REQUIREMENTS:
Retype the lines below exactly, leaving out the pictures.

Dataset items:
========================================================================

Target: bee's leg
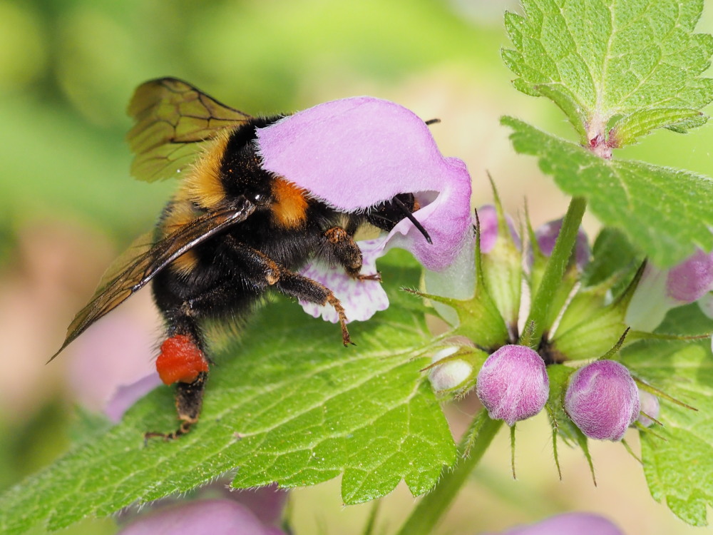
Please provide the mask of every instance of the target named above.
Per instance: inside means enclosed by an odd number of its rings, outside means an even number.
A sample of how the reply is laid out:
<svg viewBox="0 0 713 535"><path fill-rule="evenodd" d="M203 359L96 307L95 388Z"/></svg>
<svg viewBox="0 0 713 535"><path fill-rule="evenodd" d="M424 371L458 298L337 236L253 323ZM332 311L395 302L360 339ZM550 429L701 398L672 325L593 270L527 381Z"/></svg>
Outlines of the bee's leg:
<svg viewBox="0 0 713 535"><path fill-rule="evenodd" d="M322 305L331 305L339 317L342 342L344 345L352 343L347 329L347 315L344 314L344 307L331 290L316 280L290 271L257 249L235 240L228 243L230 243L234 260L242 268L241 277L246 282L261 290L272 287L286 295L303 301ZM354 246L359 250L356 243ZM359 254L361 259L361 251Z"/></svg>
<svg viewBox="0 0 713 535"><path fill-rule="evenodd" d="M165 314L169 336L161 344L161 352L156 359L156 370L161 380L165 384L176 383L175 404L180 426L170 433L146 433L145 439L175 439L188 433L200 415L208 376L208 360L203 352L200 327L188 313L190 307L186 304L182 309Z"/></svg>
<svg viewBox="0 0 713 535"><path fill-rule="evenodd" d="M342 341L344 345L352 344L349 332L347 329L347 315L342 302L331 290L316 280L295 273L282 268L279 272L279 279L275 283L275 287L286 295L301 299L303 301L317 305L331 305L339 317L342 327Z"/></svg>
<svg viewBox="0 0 713 535"><path fill-rule="evenodd" d="M379 273L359 275L361 270L361 250L352 235L342 227L328 228L322 235L327 245L328 256L335 259L347 274L357 280L381 281Z"/></svg>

========================================================================

COMPLETE ANSWER:
Target: bee's leg
Please provide the mask of every instance of the target named above.
Per instance: inside means enclosed by an odd number of its rings, outside means an even number.
A sample of how the reply is laid out:
<svg viewBox="0 0 713 535"><path fill-rule="evenodd" d="M203 359L96 307L95 388Z"/></svg>
<svg viewBox="0 0 713 535"><path fill-rule="evenodd" d="M424 371L458 298L337 236L253 323ZM332 311L395 302L360 339ZM550 429L701 398L672 325L593 270L527 381Z"/></svg>
Outlines of the bee's leg:
<svg viewBox="0 0 713 535"><path fill-rule="evenodd" d="M322 305L331 305L339 317L342 342L344 345L352 343L347 329L347 315L344 314L344 307L331 290L316 280L290 271L257 249L235 240L228 243L230 243L234 260L242 268L241 277L246 282L261 290L272 287L286 295L303 301ZM354 246L359 250L356 243ZM359 254L361 259L361 251Z"/></svg>
<svg viewBox="0 0 713 535"><path fill-rule="evenodd" d="M165 314L169 336L161 344L161 352L156 359L156 370L161 380L165 384L176 383L175 404L180 426L170 433L146 433L145 439L175 439L188 433L200 415L208 376L208 360L203 352L200 327L188 313L190 307L186 304L182 309Z"/></svg>
<svg viewBox="0 0 713 535"><path fill-rule="evenodd" d="M342 341L344 345L352 344L349 332L347 329L347 315L342 302L331 290L316 280L295 273L282 268L279 272L279 279L275 283L275 287L286 295L301 299L303 301L317 305L331 305L339 317L342 327Z"/></svg>
<svg viewBox="0 0 713 535"><path fill-rule="evenodd" d="M379 273L359 275L361 270L361 250L352 235L342 227L328 228L322 235L327 245L328 256L335 259L347 274L357 280L381 281Z"/></svg>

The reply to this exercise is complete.